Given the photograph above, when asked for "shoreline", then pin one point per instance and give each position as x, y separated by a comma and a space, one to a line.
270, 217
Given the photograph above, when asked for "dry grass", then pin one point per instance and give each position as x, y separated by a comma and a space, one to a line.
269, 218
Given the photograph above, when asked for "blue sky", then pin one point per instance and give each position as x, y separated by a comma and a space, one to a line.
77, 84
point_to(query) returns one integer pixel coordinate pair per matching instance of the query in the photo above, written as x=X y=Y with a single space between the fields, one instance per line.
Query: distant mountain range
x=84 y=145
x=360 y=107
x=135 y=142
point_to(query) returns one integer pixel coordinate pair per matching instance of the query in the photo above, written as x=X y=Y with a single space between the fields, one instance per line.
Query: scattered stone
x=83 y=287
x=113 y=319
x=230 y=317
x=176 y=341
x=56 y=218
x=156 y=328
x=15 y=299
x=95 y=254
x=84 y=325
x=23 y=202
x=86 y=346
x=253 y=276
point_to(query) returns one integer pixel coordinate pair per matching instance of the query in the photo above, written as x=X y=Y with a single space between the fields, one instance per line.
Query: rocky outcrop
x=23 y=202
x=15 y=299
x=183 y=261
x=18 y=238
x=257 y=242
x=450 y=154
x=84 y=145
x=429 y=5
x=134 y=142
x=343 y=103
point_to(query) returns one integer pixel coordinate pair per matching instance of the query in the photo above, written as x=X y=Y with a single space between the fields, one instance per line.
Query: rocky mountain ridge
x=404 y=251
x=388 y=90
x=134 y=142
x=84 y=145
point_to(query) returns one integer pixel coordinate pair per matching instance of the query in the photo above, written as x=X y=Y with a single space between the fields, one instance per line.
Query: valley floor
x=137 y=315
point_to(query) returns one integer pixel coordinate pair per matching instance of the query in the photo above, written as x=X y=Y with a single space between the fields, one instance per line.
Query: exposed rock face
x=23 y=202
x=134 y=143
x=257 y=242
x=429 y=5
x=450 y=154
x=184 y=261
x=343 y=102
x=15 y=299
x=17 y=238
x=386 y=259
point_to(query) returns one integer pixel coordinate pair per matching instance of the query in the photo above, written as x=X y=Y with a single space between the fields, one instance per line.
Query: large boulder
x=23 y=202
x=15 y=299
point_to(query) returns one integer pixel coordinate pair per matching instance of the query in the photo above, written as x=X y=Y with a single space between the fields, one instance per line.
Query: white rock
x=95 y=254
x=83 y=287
------
> Aim of the exercise: Reproduce verbatim every line from the first line of the items down through the line containing "x=135 y=142", including both of those lines.

> Solution:
Given the photograph above, when asked for "shoreline", then pin one point per instance and give each position as x, y separated by a comma and a space, one to a line.
270, 217
Given the photograph above, when asked for "dry grass", then pin one point per instance and give each position as x, y separated by a comma and a space, one to a line.
269, 218
Given the photograph above, when asked for "blue sky", then pin one point per instance and give each position as x, y separated by a comma and a space, one to a line.
77, 84
point_to(query) returns one integer pixel coordinate pair per matching instance of the query in the photo above, written as x=X y=Y with a single space between the fields, one instance per line.
Query: distant mountain range
x=84 y=145
x=360 y=107
x=135 y=142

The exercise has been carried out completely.